● VORLIEGENDER TEXT
Später werde ich wieder meinen Rucksack nehmen, um für mehrere Tage einzukaufen. Ich brauche mich bloß so zu verhalten, daß die Viren, falls hierorts welche angekommen sind, nicht in meinen Körper gelangen können.

Viren sind nur lebensnah, aber keine Lebewesen, können also von sich aus nirgends hin. Sie müssen transportiert und aufgenommen werden, um einen Wirtskörper zu besetzen. Wir wissen derzeit viel, wie sich das nach Kräften vermeiden läßt.

Ich bin dieser Tage schon gefragt worden, weshalb ich mich via Web manchmal so zynisch zur Epidemie äußere. Zynisch? Sicher nicht! Ironisch ja. Spöttisch auch. Aber auf keinen Fall zynisch.

Leere Klopapier-Regale sind Ausdruck jener Entgleisungen, die nach Ironie schreien. FPÖ-Politiker, die den Zustand des Landes für Eigenwerbung nutzen und natürlich mit der Flüchtlingsfrage verknüpfen (welches große Thema hätten sie sonst?), zwingen zur Ironie. Die Trittbrettfahrer von Krisen haben sich längst aufgeschwungen, um als Profiteure voranzukommen.

Dazu fügt sich ein Spektrum derer, die sich mit Anlauf als Dummköpfe hervortun. Manche kombinieren beide Optionen, präsentieren sich als dummdreiste Trittbrettfahrer. So einige Kräfte von Anonymus Austria, die mich via Facebook wissen lassen, dieses Virus sei angeblich nicht zufällig gekommen, „sondern wurde gezielt und mit absicht freigesetzt“.

● BEIGEFÜGTE AUFLISTUNG
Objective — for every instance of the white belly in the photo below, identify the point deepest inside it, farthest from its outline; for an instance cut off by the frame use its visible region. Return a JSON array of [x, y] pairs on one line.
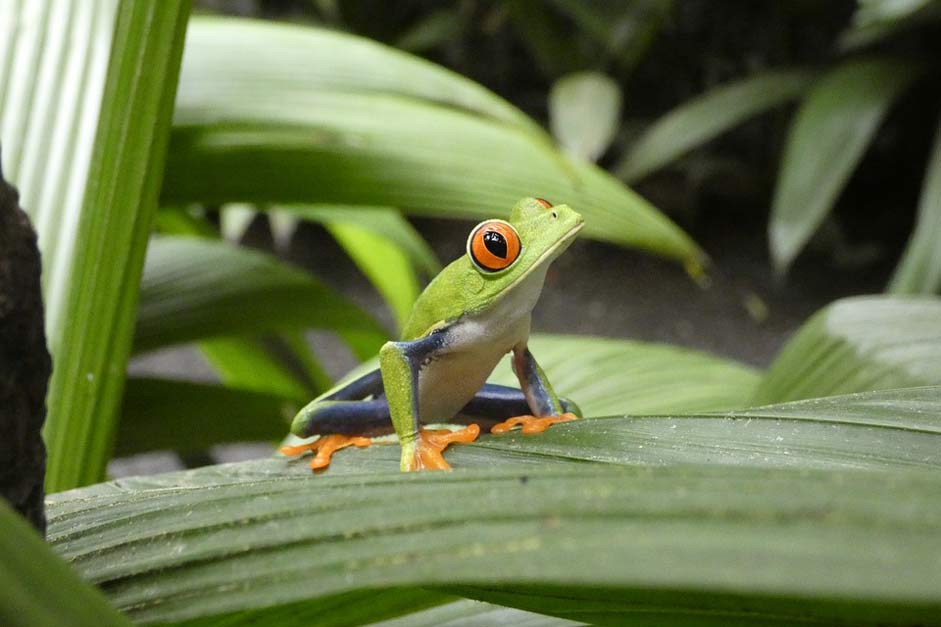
[[475, 346], [453, 378]]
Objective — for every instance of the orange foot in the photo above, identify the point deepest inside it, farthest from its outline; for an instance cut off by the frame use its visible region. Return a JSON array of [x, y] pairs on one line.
[[431, 443], [325, 446], [531, 424]]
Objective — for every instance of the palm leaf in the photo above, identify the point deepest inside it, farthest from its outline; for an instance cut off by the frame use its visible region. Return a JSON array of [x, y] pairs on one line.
[[858, 344], [607, 376], [37, 588], [321, 136], [194, 288], [767, 531], [85, 115], [705, 117], [835, 124], [919, 271]]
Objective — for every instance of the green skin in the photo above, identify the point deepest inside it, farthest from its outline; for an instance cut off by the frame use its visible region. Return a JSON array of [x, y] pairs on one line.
[[464, 322]]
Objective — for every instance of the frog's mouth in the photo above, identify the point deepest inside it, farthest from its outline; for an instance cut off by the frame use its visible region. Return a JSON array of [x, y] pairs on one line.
[[552, 253]]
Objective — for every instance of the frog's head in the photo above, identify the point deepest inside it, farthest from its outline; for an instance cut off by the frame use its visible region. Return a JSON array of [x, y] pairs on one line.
[[504, 252]]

● ÜBUNGSAUFGABEN
**a)** Übersetze den Satz „Viren sind nur lebensnah, aber keine Lebewesen, können also von sich aus nirgends hin.“ aus dem Text zur Epidemie ins Englische.
**b)** Was muss laut dem Text zur Epidemie mit Viren geschehen, damit sie einen Wirtskörper besetzen können?
**c)** Setze den Text zur Epidemie im Anschluss an seinen letzten Satz fort.
Für die Aufgaben braucht man die Auflistung nicht.

● LÖSUNGEN
**a)** Viruses are only lifelike, but not living beings, so they cannot go anywhere on their own.

**b)** Sie müssen transportiert und aufgenommen werden.

**c)**
Wie alle Sektenmitglieder des Obskurantismus machen sie aus ihrer Unterstellung ein Raunen und wähnen sich auf der sicheren Seite, indem sie zum Beispiel anfügen: „Echt oder Unecht?“ (Ja, da wird „Unecht“ zum Hauptwort!)

Was solche drolligen Deppen mangels komplexerer Weltsicht übersehen, ist die zentrale Erfahrung unserer Kultur mit dem Kapitalismus. Wir haben den Faschismus und den Stalinismus als Konzepte, um die Völker zu lenken, schon abgehakt. Das ergibt einen zu hohen Bedarf an Wachmannschaften. Es ist effizienter, die Menschen zu ihren eigenen Wächtern zu machen.

Der Faschismus hat gezeigt, die wachsende Korruption kleiner, bevorzugter Kreise schafft zu viel Unmut im eigenen Volk, wenn man Versprechen zur Teilhabe nicht einlöst. (Das wußten Feudalherren schon Jahrtausende, die Buberln freilich nicht.)

Das Töten unliebsamer Leute nimmt dabei zu große Ausmaße an. Kriege, um die Schwerindustrie am Laufen und deren Spitzenpersonal bei der Stange zu halten, sind bei den reichen Gesellschaften nicht populär.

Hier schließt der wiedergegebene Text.